- _Assigned task 1_
Rewrite the passage on microRNA targets from "The discovery of" up to and including "viewed at TargetScan.org.", substituting "broad complementarity" for "extensive pairing".
- _Assigned task 2_
According to the passage on microRNA targets, what share of human genes is under selective pressure to maintain pairing to miRNAs?

- _Text segment_
Start of Block

Regulatory Targets of MicroRNAs

The discovery of hundreds of miRNA genes immediately raised the question of what all these tiny RNAs are doing. To address this question, we have developed methods of predicting miRNA targets without bringing in too many false-positive predictions. In plants, the miRNAs have extensive pairing to their targets, and the evolutionarily conserved targets are mostly genes that play important roles during development. In animals, the miRNAs usually recognize shorter sites (typically 7 or 8 nt in length), which match a short region of the miRNA containing the ‘seed’ sequence. Our mammalian predictions, obtained in collaboration with Christopher Burge, can be viewed at TargetScan.org.

Animal miRNAs have a great abundance and diversity of targets, with more than one-third of human genes under selective pressure to maintain pairing to miRNAs. When considering nonconserved targeting, the fraction of human genes regulated by miRNAs grows even higher. Experiments using reporter assays and mRNA expression arrays provide additional evidence that miRNAs have a widespread influence on both the expression and evolution of mammalian protein-coding genes. For example, mRNAs preferentially expressed in the same tissue as a highly expressed miRNA are strongly depleted in 7mer matches to that miRNA, presumably because these messages have important roles in that tissue, and during the course of evolution they have avoided acquiring sites to co-expressed miRNAs that would compromise their function. This selective avoidance of 7mer matches to miRNAs provides compelling evidence that 7mer sites are often sufficient for repression in animals.

End of Block

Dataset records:
Start of Block

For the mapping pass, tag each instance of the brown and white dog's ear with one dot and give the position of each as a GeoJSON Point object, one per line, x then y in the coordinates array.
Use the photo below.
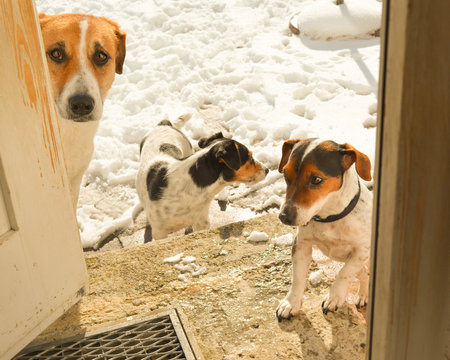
{"type": "Point", "coordinates": [120, 58]}
{"type": "Point", "coordinates": [228, 153]}
{"type": "Point", "coordinates": [204, 142]}
{"type": "Point", "coordinates": [121, 37]}
{"type": "Point", "coordinates": [286, 152]}
{"type": "Point", "coordinates": [351, 155]}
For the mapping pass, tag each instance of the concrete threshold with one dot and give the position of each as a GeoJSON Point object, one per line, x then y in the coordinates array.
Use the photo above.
{"type": "Point", "coordinates": [227, 288]}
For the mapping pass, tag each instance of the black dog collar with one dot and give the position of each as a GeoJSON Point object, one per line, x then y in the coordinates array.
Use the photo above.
{"type": "Point", "coordinates": [345, 212]}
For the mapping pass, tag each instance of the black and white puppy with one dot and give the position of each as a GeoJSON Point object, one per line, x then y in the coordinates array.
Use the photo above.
{"type": "Point", "coordinates": [176, 185]}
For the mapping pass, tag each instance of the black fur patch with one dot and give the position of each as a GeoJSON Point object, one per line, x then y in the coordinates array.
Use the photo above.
{"type": "Point", "coordinates": [157, 180]}
{"type": "Point", "coordinates": [298, 154]}
{"type": "Point", "coordinates": [141, 145]}
{"type": "Point", "coordinates": [171, 150]}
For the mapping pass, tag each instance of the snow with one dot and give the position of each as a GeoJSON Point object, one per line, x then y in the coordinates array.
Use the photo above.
{"type": "Point", "coordinates": [236, 56]}
{"type": "Point", "coordinates": [352, 19]}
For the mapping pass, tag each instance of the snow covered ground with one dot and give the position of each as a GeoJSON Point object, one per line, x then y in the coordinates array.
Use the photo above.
{"type": "Point", "coordinates": [237, 56]}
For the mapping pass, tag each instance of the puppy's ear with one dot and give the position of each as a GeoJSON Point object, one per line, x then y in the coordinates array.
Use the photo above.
{"type": "Point", "coordinates": [286, 152]}
{"type": "Point", "coordinates": [228, 153]}
{"type": "Point", "coordinates": [121, 37]}
{"type": "Point", "coordinates": [351, 155]}
{"type": "Point", "coordinates": [204, 142]}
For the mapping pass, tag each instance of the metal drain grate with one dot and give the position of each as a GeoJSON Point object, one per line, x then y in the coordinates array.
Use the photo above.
{"type": "Point", "coordinates": [158, 337]}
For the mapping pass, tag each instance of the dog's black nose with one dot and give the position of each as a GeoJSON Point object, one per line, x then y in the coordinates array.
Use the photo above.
{"type": "Point", "coordinates": [81, 104]}
{"type": "Point", "coordinates": [287, 217]}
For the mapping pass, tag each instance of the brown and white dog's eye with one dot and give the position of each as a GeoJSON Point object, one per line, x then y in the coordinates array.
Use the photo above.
{"type": "Point", "coordinates": [100, 58]}
{"type": "Point", "coordinates": [316, 180]}
{"type": "Point", "coordinates": [57, 55]}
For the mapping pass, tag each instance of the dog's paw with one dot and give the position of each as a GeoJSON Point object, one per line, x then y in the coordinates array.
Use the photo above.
{"type": "Point", "coordinates": [362, 300]}
{"type": "Point", "coordinates": [288, 308]}
{"type": "Point", "coordinates": [332, 302]}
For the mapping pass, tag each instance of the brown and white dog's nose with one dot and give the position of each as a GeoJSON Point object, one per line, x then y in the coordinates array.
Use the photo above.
{"type": "Point", "coordinates": [287, 216]}
{"type": "Point", "coordinates": [81, 104]}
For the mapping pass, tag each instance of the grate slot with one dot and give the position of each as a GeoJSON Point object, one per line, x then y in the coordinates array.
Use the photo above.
{"type": "Point", "coordinates": [154, 338]}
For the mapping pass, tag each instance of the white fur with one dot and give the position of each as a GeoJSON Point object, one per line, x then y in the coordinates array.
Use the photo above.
{"type": "Point", "coordinates": [183, 203]}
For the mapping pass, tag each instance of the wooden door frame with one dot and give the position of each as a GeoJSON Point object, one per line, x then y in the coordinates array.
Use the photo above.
{"type": "Point", "coordinates": [409, 315]}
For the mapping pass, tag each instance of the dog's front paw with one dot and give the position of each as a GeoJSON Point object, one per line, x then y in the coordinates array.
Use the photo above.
{"type": "Point", "coordinates": [288, 308]}
{"type": "Point", "coordinates": [362, 300]}
{"type": "Point", "coordinates": [333, 301]}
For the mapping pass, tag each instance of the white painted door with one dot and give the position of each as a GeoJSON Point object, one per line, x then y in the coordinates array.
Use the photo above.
{"type": "Point", "coordinates": [42, 268]}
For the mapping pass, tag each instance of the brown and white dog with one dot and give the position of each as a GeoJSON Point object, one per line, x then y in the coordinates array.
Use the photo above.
{"type": "Point", "coordinates": [83, 54]}
{"type": "Point", "coordinates": [177, 185]}
{"type": "Point", "coordinates": [332, 210]}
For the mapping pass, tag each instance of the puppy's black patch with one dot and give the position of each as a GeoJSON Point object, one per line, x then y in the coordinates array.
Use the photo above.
{"type": "Point", "coordinates": [329, 162]}
{"type": "Point", "coordinates": [165, 123]}
{"type": "Point", "coordinates": [222, 158]}
{"type": "Point", "coordinates": [204, 142]}
{"type": "Point", "coordinates": [157, 180]}
{"type": "Point", "coordinates": [205, 171]}
{"type": "Point", "coordinates": [171, 150]}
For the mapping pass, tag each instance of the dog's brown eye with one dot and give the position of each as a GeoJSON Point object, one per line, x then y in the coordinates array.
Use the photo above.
{"type": "Point", "coordinates": [100, 58]}
{"type": "Point", "coordinates": [57, 55]}
{"type": "Point", "coordinates": [316, 180]}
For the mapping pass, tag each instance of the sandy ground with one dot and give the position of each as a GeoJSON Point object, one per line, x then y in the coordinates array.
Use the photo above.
{"type": "Point", "coordinates": [230, 308]}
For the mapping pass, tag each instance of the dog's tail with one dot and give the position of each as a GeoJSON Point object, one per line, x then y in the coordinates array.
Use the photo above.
{"type": "Point", "coordinates": [181, 120]}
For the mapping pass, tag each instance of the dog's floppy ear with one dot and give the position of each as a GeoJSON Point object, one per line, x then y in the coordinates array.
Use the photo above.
{"type": "Point", "coordinates": [121, 49]}
{"type": "Point", "coordinates": [121, 37]}
{"type": "Point", "coordinates": [228, 153]}
{"type": "Point", "coordinates": [43, 19]}
{"type": "Point", "coordinates": [204, 142]}
{"type": "Point", "coordinates": [351, 155]}
{"type": "Point", "coordinates": [286, 152]}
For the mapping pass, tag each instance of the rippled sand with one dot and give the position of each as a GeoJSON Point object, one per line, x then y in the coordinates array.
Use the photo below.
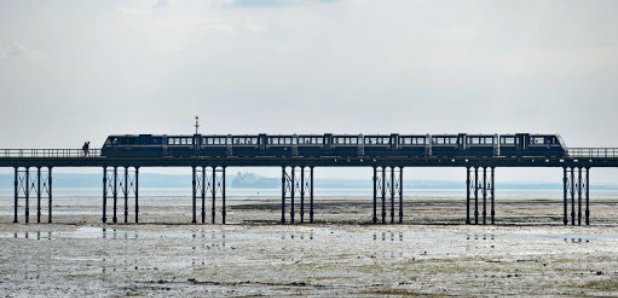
{"type": "Point", "coordinates": [346, 258]}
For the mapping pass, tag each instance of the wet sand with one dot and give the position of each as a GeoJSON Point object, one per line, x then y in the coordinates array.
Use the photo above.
{"type": "Point", "coordinates": [339, 255]}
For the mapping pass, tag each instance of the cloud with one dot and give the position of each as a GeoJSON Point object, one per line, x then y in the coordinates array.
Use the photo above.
{"type": "Point", "coordinates": [275, 3]}
{"type": "Point", "coordinates": [254, 27]}
{"type": "Point", "coordinates": [20, 51]}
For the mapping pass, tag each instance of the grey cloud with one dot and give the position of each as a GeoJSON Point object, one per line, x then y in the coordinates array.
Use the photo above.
{"type": "Point", "coordinates": [18, 50]}
{"type": "Point", "coordinates": [276, 3]}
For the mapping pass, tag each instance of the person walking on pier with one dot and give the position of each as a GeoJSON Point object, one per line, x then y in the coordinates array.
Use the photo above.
{"type": "Point", "coordinates": [86, 148]}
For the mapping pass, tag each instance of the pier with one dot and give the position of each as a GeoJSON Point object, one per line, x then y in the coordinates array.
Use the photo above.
{"type": "Point", "coordinates": [33, 181]}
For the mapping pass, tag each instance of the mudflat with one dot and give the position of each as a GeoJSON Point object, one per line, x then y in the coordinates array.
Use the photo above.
{"type": "Point", "coordinates": [529, 252]}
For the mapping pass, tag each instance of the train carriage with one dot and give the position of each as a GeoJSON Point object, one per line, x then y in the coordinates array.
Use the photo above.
{"type": "Point", "coordinates": [379, 145]}
{"type": "Point", "coordinates": [413, 145]}
{"type": "Point", "coordinates": [447, 145]}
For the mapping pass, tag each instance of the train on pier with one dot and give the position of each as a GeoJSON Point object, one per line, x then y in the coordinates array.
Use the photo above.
{"type": "Point", "coordinates": [338, 145]}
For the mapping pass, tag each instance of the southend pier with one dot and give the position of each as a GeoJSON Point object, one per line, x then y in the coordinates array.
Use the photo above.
{"type": "Point", "coordinates": [208, 157]}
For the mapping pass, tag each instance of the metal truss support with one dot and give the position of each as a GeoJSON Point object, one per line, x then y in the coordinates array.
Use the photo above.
{"type": "Point", "coordinates": [388, 181]}
{"type": "Point", "coordinates": [493, 195]}
{"type": "Point", "coordinates": [476, 195]}
{"type": "Point", "coordinates": [575, 185]}
{"type": "Point", "coordinates": [468, 186]}
{"type": "Point", "coordinates": [579, 196]}
{"type": "Point", "coordinates": [27, 183]}
{"type": "Point", "coordinates": [572, 187]}
{"type": "Point", "coordinates": [478, 181]}
{"type": "Point", "coordinates": [296, 180]}
{"type": "Point", "coordinates": [587, 196]}
{"type": "Point", "coordinates": [209, 181]}
{"type": "Point", "coordinates": [128, 185]}
{"type": "Point", "coordinates": [565, 187]}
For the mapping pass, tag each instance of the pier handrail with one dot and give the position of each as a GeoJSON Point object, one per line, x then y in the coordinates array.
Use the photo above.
{"type": "Point", "coordinates": [49, 153]}
{"type": "Point", "coordinates": [593, 152]}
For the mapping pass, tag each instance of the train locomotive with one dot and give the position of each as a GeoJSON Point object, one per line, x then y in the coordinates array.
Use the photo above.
{"type": "Point", "coordinates": [349, 145]}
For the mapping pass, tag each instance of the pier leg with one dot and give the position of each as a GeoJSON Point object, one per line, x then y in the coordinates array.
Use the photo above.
{"type": "Point", "coordinates": [573, 196]}
{"type": "Point", "coordinates": [302, 194]}
{"type": "Point", "coordinates": [311, 196]}
{"type": "Point", "coordinates": [484, 195]}
{"type": "Point", "coordinates": [587, 196]}
{"type": "Point", "coordinates": [136, 194]}
{"type": "Point", "coordinates": [104, 218]}
{"type": "Point", "coordinates": [400, 195]}
{"type": "Point", "coordinates": [115, 191]}
{"type": "Point", "coordinates": [193, 184]}
{"type": "Point", "coordinates": [292, 188]}
{"type": "Point", "coordinates": [565, 179]}
{"type": "Point", "coordinates": [383, 192]}
{"type": "Point", "coordinates": [493, 195]}
{"type": "Point", "coordinates": [49, 194]}
{"type": "Point", "coordinates": [38, 195]}
{"type": "Point", "coordinates": [27, 194]}
{"type": "Point", "coordinates": [213, 211]}
{"type": "Point", "coordinates": [468, 195]}
{"type": "Point", "coordinates": [476, 195]}
{"type": "Point", "coordinates": [223, 209]}
{"type": "Point", "coordinates": [203, 195]}
{"type": "Point", "coordinates": [392, 188]}
{"type": "Point", "coordinates": [283, 184]}
{"type": "Point", "coordinates": [375, 196]}
{"type": "Point", "coordinates": [579, 196]}
{"type": "Point", "coordinates": [16, 193]}
{"type": "Point", "coordinates": [126, 195]}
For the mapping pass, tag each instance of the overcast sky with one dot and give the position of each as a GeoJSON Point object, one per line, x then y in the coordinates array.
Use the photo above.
{"type": "Point", "coordinates": [72, 71]}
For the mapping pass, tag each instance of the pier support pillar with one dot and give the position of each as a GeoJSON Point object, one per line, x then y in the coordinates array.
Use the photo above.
{"type": "Point", "coordinates": [375, 195]}
{"type": "Point", "coordinates": [105, 187]}
{"type": "Point", "coordinates": [572, 170]}
{"type": "Point", "coordinates": [468, 185]}
{"type": "Point", "coordinates": [205, 183]}
{"type": "Point", "coordinates": [16, 194]}
{"type": "Point", "coordinates": [213, 194]}
{"type": "Point", "coordinates": [127, 184]}
{"type": "Point", "coordinates": [38, 184]}
{"type": "Point", "coordinates": [125, 191]}
{"type": "Point", "coordinates": [587, 196]}
{"type": "Point", "coordinates": [383, 194]}
{"type": "Point", "coordinates": [493, 195]}
{"type": "Point", "coordinates": [476, 195]}
{"type": "Point", "coordinates": [311, 195]}
{"type": "Point", "coordinates": [38, 195]}
{"type": "Point", "coordinates": [400, 195]}
{"type": "Point", "coordinates": [136, 194]}
{"type": "Point", "coordinates": [296, 180]}
{"type": "Point", "coordinates": [284, 188]}
{"type": "Point", "coordinates": [115, 193]}
{"type": "Point", "coordinates": [193, 198]}
{"type": "Point", "coordinates": [27, 191]}
{"type": "Point", "coordinates": [565, 181]}
{"type": "Point", "coordinates": [484, 195]}
{"type": "Point", "coordinates": [209, 181]}
{"type": "Point", "coordinates": [49, 195]}
{"type": "Point", "coordinates": [388, 181]}
{"type": "Point", "coordinates": [222, 187]}
{"type": "Point", "coordinates": [302, 195]}
{"type": "Point", "coordinates": [579, 196]}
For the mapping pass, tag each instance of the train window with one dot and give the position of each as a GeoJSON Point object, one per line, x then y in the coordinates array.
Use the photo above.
{"type": "Point", "coordinates": [538, 140]}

End of Block

- _Task answer 1_
The discovery of hundreds of miRNA genes immediately raised the question of what all these tiny RNAs are doing. To address this question, we have developed methods of predicting miRNA targets without bringing in too many false-positive predictions. In plants, the miRNAs have broad complementarity to their targets, and the evolutionarily conserved targets are mostly genes that play important roles during development. In animals, the miRNAs usually recognize shorter sites (typically 7 or 8 nt in length), which match a short region of the miRNA containing the ‘seed’ sequence. Our mammalian predictions, obtained in collaboration with Christopher Burge, can be viewed at TargetScan.org.

- _Task answer 2_
More than one-third of human genes.